[Records excerpted from a collection]
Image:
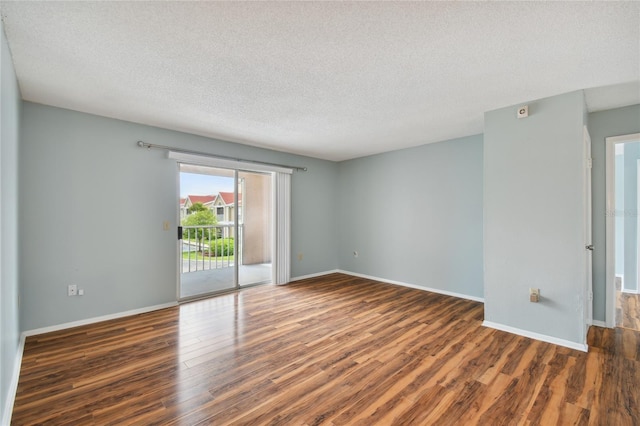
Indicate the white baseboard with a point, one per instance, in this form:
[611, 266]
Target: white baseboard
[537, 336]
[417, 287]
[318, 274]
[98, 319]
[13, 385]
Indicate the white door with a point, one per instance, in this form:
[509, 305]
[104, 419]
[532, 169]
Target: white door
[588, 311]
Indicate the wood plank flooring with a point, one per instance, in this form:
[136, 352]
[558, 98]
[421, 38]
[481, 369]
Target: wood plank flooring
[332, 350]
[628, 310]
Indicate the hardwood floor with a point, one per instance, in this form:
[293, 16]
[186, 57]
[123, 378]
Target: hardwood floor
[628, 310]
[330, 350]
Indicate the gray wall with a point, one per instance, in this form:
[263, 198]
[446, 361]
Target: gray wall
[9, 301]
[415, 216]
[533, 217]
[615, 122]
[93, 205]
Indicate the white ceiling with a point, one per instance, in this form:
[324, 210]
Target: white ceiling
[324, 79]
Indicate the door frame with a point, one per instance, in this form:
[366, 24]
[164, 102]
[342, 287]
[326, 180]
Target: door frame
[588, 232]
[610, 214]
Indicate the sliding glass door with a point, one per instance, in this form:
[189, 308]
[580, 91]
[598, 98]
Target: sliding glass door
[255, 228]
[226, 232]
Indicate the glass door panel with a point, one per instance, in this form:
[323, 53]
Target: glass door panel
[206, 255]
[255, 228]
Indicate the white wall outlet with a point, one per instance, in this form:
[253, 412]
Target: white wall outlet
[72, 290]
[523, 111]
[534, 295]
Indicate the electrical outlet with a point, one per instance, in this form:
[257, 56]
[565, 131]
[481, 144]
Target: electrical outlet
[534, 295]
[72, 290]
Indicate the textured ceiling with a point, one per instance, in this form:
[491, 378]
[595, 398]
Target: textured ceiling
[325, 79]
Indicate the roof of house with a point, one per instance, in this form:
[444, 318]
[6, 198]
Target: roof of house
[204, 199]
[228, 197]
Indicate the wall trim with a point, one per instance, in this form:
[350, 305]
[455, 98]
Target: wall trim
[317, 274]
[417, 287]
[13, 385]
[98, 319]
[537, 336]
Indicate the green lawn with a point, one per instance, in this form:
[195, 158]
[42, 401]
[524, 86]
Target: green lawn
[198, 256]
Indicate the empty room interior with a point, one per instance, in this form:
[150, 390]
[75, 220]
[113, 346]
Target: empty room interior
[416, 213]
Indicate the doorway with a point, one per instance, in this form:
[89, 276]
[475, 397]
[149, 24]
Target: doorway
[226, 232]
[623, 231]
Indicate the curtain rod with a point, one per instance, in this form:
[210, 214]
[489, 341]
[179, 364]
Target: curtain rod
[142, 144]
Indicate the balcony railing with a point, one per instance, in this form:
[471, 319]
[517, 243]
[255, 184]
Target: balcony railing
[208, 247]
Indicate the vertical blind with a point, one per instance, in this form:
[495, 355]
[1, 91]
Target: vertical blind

*PROBLEM DESCRIPTION*.
For this exercise, copy the entries above exactly and skip any picture.

*EXERCISE RESPONSE*.
Image:
Indicate the white baseboard with a point, one per instance, in this form:
[611, 266]
Target: white baseboard
[537, 336]
[417, 287]
[318, 274]
[98, 319]
[13, 385]
Indicate the white door with a point, one per instance, in this form:
[509, 305]
[104, 419]
[532, 169]
Target: white door
[588, 311]
Indicate the wood plank flooring with a point, one per instance, in this form:
[136, 352]
[558, 98]
[421, 38]
[481, 369]
Target: wood plank flooring
[332, 350]
[628, 310]
Indicate the hardwood floor with a point, one per instance, in this form:
[293, 16]
[186, 57]
[123, 378]
Target: hardwood floor
[628, 310]
[330, 350]
Indicate the gray wall with a point, one per instance, in this form:
[263, 198]
[446, 361]
Target: gray wall
[9, 301]
[415, 216]
[533, 217]
[615, 122]
[93, 205]
Indicate the white ceiling with a point, one per instance, in this form:
[324, 210]
Target: white ceiling
[324, 79]
Indicate the door frame with a point, one per instance, in this form:
[366, 24]
[164, 102]
[342, 287]
[326, 180]
Target: door frame
[588, 232]
[610, 214]
Indicate the sliding glass door with a point, one per instance, in this form:
[189, 308]
[580, 91]
[598, 98]
Target: sliding glass door
[255, 228]
[226, 232]
Indicate the glass door panel with a point, one per instance, in this form:
[323, 53]
Target: glass door panel
[206, 255]
[255, 228]
Indicate the white wall outlet with a point, one per instance, in this form:
[253, 412]
Target: white wall outlet
[72, 290]
[523, 111]
[534, 295]
Indicate the electrical outlet with a point, one per instance, in this form:
[257, 56]
[565, 131]
[481, 144]
Target: electrical outlet
[534, 295]
[72, 290]
Indicate the textured ceiling with a point, one per instance, in this form:
[491, 378]
[595, 398]
Target: textured ceiling
[325, 79]
Indicate the roof of house with a point, one per instance, in this form:
[444, 318]
[6, 198]
Target: roof of house
[204, 199]
[228, 197]
Indicate the wall trim with a point, one per instance, in this form:
[350, 305]
[455, 98]
Target: wall trim
[317, 274]
[417, 287]
[13, 385]
[98, 319]
[537, 336]
Indicate the green lawn with a point, one per instance, in this form:
[195, 158]
[42, 401]
[524, 86]
Target: green lawn
[198, 256]
Indicate the empty room interior with a point, one per instance, in this form:
[150, 390]
[75, 220]
[113, 346]
Target: empty room interior
[416, 213]
Indicate the doorway with a point, one per instance, in this form:
[89, 276]
[475, 397]
[149, 24]
Target: doorway
[226, 232]
[623, 231]
Indicate the curtain rod with a point, one per instance, in this form:
[210, 214]
[489, 341]
[179, 364]
Target: curtain rod
[142, 144]
Indicate the balcony railing with a point, one per instance, in this form:
[471, 319]
[517, 243]
[255, 184]
Target: balcony railing
[208, 247]
Indicate the vertical blind with a point, one per instance, in this form:
[495, 355]
[1, 91]
Target: vertical blind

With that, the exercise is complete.